▸ **Material**
— START —

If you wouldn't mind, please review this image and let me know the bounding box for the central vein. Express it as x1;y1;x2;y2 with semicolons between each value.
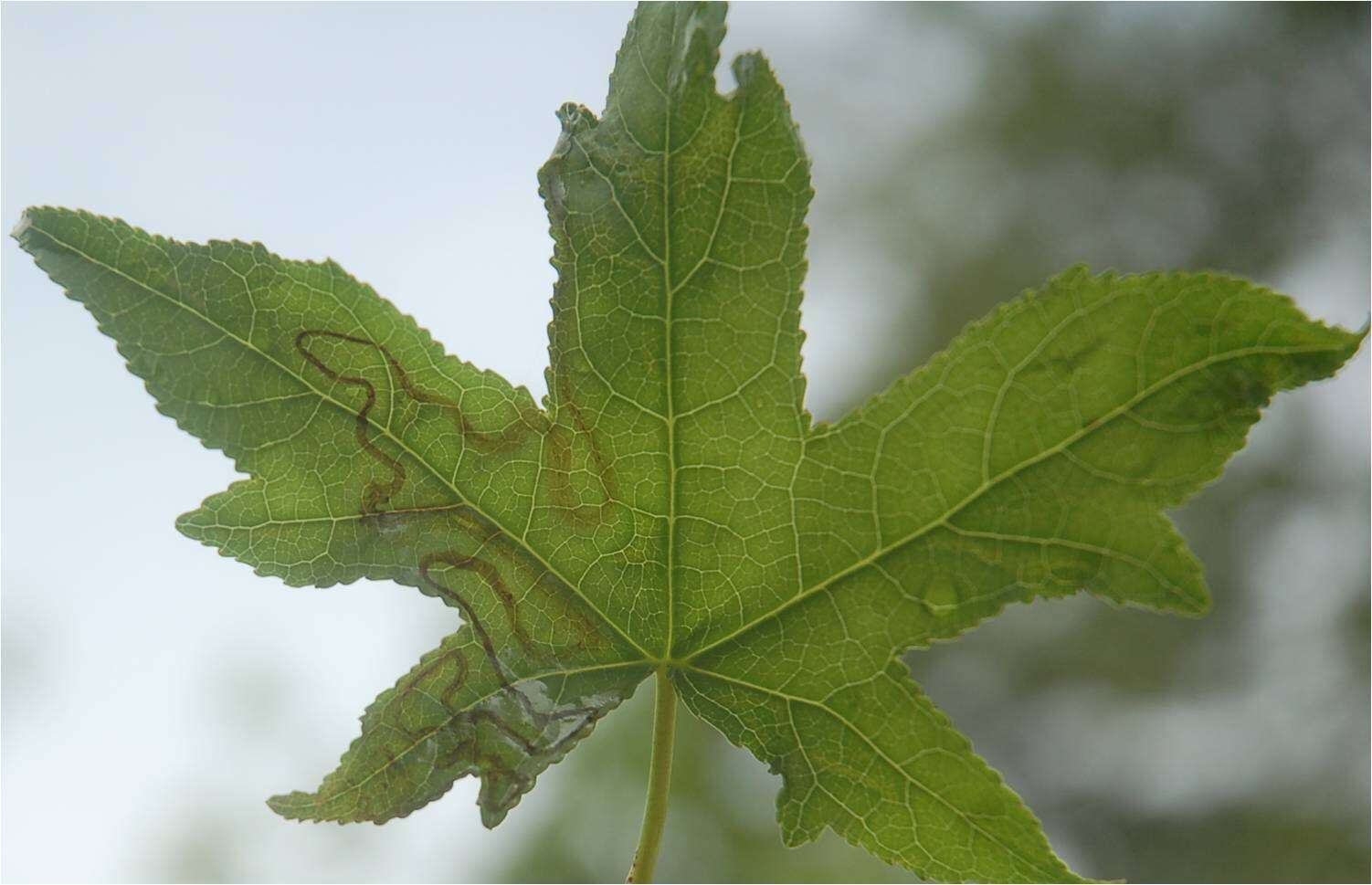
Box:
661;27;676;660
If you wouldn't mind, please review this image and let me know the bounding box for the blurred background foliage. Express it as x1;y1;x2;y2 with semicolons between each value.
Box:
3;3;1369;882
494;5;1369;882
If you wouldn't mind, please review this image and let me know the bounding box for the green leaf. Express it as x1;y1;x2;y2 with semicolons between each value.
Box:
16;5;1362;880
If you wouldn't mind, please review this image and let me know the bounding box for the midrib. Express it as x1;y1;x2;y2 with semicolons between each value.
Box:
663;20;676;660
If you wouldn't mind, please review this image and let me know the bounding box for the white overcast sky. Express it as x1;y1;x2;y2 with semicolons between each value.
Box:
0;5;1367;880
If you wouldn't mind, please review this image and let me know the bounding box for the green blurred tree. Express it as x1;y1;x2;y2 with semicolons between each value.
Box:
488;5;1369;880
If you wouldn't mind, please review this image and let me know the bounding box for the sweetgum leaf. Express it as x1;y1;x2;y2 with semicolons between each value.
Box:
7;5;1362;880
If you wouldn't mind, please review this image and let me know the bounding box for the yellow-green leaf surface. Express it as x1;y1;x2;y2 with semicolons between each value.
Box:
16;5;1361;880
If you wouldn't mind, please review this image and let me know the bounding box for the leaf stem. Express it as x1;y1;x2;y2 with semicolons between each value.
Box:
626;667;676;882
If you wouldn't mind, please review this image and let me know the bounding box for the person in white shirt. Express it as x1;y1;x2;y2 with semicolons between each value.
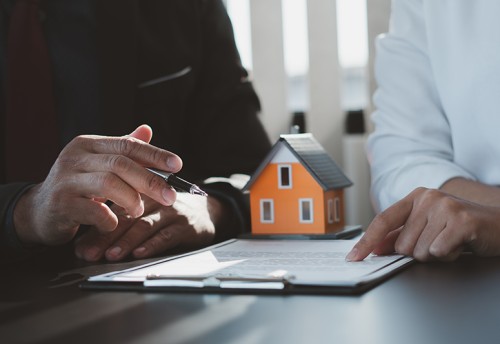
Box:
347;0;500;261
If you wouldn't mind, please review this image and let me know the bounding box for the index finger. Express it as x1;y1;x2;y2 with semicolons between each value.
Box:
85;136;182;173
346;192;414;261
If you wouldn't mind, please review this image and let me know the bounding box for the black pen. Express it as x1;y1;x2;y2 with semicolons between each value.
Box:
146;167;208;197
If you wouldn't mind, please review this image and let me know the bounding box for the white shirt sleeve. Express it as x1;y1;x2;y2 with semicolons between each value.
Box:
367;0;474;211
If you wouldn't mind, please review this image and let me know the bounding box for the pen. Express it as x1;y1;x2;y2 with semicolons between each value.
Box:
146;167;208;197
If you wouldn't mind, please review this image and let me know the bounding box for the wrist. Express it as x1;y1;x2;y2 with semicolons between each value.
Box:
12;185;42;247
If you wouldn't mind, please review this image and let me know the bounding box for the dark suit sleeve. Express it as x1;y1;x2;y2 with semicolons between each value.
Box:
183;0;271;241
0;183;38;263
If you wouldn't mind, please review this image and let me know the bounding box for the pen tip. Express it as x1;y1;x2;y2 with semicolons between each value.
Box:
191;185;208;197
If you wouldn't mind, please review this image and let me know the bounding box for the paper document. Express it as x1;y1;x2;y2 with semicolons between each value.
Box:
89;239;411;288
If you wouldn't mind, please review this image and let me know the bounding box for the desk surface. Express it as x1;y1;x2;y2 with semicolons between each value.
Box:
0;250;500;344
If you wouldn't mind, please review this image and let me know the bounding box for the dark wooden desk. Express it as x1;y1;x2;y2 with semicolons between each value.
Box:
0;250;500;344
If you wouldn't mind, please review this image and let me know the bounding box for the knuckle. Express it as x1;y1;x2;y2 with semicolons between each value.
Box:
147;173;165;191
109;155;132;173
394;240;415;256
135;217;154;232
97;173;120;190
119;137;139;156
372;212;390;232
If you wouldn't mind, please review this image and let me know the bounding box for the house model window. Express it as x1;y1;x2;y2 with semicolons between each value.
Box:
243;134;352;235
328;197;340;223
260;199;274;223
278;165;292;189
299;198;314;223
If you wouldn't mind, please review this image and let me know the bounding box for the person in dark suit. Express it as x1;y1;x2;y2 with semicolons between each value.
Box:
0;0;270;261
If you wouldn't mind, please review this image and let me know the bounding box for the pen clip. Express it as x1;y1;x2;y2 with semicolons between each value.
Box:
144;273;295;289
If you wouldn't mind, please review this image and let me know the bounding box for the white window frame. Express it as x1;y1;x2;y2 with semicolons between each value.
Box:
328;198;334;224
333;197;340;222
260;198;274;223
299;198;314;223
278;164;292;189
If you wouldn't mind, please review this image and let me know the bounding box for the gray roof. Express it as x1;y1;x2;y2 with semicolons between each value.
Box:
243;133;352;191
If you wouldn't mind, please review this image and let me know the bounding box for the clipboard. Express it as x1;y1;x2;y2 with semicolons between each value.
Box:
80;239;413;294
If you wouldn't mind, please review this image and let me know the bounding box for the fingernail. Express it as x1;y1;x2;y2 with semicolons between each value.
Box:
345;248;358;262
108;246;122;257
167;156;182;172
134;246;146;256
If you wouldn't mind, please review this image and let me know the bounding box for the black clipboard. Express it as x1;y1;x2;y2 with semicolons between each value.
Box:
80;239;413;295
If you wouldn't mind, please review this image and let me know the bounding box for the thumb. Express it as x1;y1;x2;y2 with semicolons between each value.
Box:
129;124;153;143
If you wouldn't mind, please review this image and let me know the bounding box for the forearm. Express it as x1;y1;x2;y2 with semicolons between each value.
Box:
440;178;500;207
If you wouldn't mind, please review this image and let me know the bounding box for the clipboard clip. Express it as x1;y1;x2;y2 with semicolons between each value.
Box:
144;270;295;289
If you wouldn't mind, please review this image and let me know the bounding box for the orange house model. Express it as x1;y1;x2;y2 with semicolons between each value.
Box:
244;134;352;234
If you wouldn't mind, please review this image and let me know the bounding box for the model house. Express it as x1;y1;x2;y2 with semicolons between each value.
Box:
244;134;352;234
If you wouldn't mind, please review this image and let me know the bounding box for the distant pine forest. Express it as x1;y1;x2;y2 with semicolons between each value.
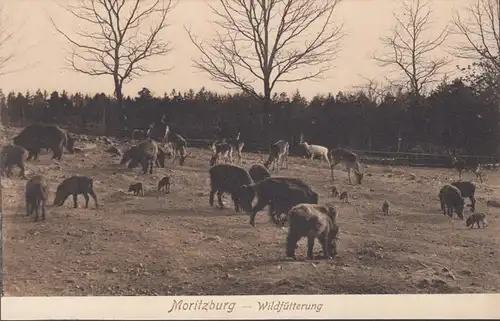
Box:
0;79;500;156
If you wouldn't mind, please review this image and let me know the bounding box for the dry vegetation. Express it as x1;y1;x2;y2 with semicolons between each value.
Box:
2;125;500;296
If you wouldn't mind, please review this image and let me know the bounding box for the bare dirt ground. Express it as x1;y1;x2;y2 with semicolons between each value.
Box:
2;125;500;296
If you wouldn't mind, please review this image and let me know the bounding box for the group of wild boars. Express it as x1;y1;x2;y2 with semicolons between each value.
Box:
208;164;253;212
0;145;28;179
53;175;99;208
24;175;48;221
248;164;271;182
438;184;464;220
286;204;339;260
236;177;319;226
120;138;161;174
13;124;75;160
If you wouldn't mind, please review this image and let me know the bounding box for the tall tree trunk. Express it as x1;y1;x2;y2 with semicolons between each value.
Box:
111;77;124;134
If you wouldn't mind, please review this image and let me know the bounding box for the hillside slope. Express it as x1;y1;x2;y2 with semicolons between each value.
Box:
2;130;500;296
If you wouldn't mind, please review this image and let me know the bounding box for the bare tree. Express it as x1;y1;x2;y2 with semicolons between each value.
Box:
0;7;14;76
452;0;500;87
50;0;173;112
186;0;343;145
373;0;451;96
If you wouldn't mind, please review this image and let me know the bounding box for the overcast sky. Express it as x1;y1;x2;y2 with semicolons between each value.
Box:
0;0;472;98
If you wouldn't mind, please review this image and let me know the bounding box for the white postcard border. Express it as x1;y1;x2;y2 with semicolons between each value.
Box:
1;294;500;320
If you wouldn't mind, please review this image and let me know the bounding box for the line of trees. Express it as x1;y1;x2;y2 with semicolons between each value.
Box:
0;0;500;154
0;71;500;156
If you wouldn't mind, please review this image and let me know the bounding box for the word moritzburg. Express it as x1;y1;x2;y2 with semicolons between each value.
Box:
168;300;236;313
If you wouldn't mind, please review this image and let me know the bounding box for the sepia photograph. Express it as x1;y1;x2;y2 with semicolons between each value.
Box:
0;0;500;319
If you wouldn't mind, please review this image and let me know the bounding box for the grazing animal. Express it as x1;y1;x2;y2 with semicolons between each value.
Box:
132;129;147;140
330;148;364;184
24;175;48;221
13;124;75;160
208;164;253;212
166;131;191;166
286;204;339;260
0;145;28;179
331;186;339;197
259;139;290;171
210;142;233;166
382;201;389;215
156;146;167;168
104;146;122;157
228;133;245;165
146;119;170;142
120;138;158;174
451;156;483;183
339;191;350;203
236;177;319;227
128;182;144;196
438;184;464;220
299;142;331;167
465;213;488;228
451;181;476;212
248;164;271;182
53;175;99;208
158;176;170;194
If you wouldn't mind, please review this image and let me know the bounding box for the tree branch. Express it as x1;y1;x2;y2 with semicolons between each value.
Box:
50;0;174;93
372;0;451;95
185;0;343;99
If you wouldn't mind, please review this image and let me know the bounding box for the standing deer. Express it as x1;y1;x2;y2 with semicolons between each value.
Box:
166;130;191;166
299;142;331;167
228;133;245;165
210;142;233;166
451;156;483;183
259;139;290;171
330;148;361;184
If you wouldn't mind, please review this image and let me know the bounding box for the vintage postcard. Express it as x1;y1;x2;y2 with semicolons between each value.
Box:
0;0;500;320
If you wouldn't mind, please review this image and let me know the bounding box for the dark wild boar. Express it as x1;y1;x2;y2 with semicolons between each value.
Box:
286;204;339;260
209;164;253;212
53;175;99;208
236;177;319;226
13;124;75;160
24;175;48;221
0;145;28;179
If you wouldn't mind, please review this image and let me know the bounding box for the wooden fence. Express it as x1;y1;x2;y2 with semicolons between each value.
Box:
186;139;500;168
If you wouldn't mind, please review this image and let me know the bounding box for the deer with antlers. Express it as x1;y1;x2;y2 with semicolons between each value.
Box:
330;148;363;184
167;132;191;166
210;141;233;166
450;155;483;183
299;141;331;167
227;132;245;165
259;139;290;171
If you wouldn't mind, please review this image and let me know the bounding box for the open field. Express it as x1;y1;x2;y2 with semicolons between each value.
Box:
2;125;500;296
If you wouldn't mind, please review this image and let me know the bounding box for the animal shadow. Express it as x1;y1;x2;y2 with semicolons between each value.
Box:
124;208;237;217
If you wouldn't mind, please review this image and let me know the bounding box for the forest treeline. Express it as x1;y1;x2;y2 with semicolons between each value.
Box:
0;79;500;156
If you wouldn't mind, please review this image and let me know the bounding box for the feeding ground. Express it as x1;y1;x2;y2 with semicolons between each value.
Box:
2;125;500;296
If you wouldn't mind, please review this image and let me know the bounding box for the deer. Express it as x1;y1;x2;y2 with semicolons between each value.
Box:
330;148;360;184
259;139;290;171
450;155;483;183
167;131;191;166
228;132;245;165
210;141;233;166
299;142;331;167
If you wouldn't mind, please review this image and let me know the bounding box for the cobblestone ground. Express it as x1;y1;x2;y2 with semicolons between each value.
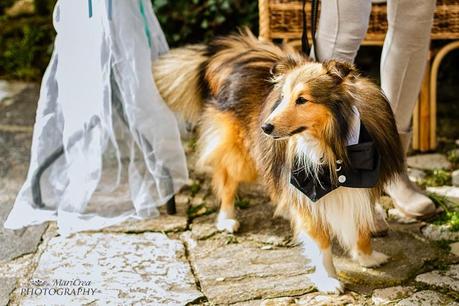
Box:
0;84;459;305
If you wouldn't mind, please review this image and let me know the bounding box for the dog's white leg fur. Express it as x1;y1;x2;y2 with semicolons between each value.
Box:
351;249;389;268
298;232;344;294
216;208;239;233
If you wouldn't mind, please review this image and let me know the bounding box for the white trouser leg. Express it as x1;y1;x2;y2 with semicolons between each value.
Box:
311;0;371;63
381;0;435;133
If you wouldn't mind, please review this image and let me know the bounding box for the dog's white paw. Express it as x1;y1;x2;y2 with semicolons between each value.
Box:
356;251;389;268
309;273;344;294
216;212;239;234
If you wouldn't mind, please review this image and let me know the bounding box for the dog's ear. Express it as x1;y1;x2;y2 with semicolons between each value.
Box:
323;60;356;84
270;55;301;77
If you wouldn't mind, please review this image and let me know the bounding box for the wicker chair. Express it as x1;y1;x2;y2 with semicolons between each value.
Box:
259;0;459;151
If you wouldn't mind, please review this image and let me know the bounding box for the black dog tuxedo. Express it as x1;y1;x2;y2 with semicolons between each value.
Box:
290;122;381;202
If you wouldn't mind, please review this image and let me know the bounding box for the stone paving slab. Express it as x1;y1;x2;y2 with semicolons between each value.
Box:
14;233;202;306
371;286;416;305
335;230;444;293
395;290;459;306
0;277;16;306
102;194;189;233
234;292;365;306
416;265;459;296
182;233;313;304
187;197;447;303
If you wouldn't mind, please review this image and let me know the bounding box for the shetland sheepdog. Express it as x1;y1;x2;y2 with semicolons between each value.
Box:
153;31;404;293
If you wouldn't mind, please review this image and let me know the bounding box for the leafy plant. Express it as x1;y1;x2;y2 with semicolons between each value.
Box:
428;192;459;232
419;169;451;187
152;0;258;46
0;17;54;80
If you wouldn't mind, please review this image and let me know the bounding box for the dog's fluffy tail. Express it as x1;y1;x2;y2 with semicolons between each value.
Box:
153;45;207;124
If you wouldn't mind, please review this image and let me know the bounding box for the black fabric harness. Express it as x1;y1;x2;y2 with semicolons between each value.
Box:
290;122;381;202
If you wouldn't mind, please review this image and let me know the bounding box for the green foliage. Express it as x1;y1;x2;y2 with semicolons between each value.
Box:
190;181;201;197
187;203;216;218
419;169;451;187
448;149;459;165
428;192;459;232
0;0;258;81
152;0;258;47
0;17;54;80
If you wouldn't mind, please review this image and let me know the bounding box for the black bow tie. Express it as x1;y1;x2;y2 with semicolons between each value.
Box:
290;122;381;202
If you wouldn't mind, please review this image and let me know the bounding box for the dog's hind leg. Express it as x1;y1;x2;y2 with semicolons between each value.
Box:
294;212;344;294
351;229;389;268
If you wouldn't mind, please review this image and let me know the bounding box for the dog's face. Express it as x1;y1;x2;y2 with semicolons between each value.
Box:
262;61;358;166
262;61;354;139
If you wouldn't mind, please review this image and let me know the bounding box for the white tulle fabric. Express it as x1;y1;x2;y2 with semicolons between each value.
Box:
5;0;188;234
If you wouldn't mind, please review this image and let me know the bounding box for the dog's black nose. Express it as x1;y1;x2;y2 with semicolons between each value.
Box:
261;123;274;135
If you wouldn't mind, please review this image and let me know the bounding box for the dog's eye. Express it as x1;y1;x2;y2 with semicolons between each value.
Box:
295;97;308;104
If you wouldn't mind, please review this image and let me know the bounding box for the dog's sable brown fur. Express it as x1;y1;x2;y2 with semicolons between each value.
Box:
153;32;404;292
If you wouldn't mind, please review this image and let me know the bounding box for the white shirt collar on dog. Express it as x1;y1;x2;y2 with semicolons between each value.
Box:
346;106;360;146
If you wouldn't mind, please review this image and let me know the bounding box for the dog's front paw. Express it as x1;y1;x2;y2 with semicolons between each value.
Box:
309;273;344;294
216;212;239;234
356;251;389;268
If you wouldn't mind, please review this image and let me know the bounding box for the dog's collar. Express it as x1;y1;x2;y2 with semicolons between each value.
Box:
290;122;381;202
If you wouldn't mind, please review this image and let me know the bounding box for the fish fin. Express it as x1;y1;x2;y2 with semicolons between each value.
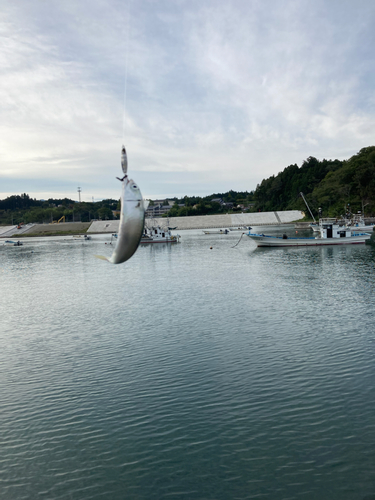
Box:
94;255;109;262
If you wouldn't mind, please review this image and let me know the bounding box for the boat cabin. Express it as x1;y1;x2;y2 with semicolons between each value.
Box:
319;218;352;238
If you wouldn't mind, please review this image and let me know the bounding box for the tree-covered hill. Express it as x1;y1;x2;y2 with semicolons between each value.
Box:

— END —

▸ **Goal**
From the items above, copy out verbatim every line from the one containing "white shirt sleeve." through the one containing "191;185;208;197", including both of those lines.

▸ **Written answer**
If you wouldn't mind, please review this image and let me know the bounding box for the white shirt sleeve. Express it as x1;y1;x2;y2 with semicolons between each value.
Box:
367;0;474;211
If you wouldn't mind, please review this image and let me know the bounding box for the pen. Express it as x1;y1;x2;y2 with semicolons between each value.
Box:
146;167;208;197
If you wouldn't mind, please review this image and let me know the bounding box for the wrist. Express it as x1;y1;x2;y2 with semicolons between each value.
Box:
12;185;42;247
If you wouldn't mind, please review this image and let me know the bounding box for the dark suit sleeve. Express it as x1;y1;x2;y2 with semicolons between each value.
Box:
183;0;271;241
0;183;38;263
If you wouldn't mind, please review this image and let me know the bounding box for the pen tip. Express it as x1;y1;x2;y2 with semicolons between each value.
Box:
191;185;208;197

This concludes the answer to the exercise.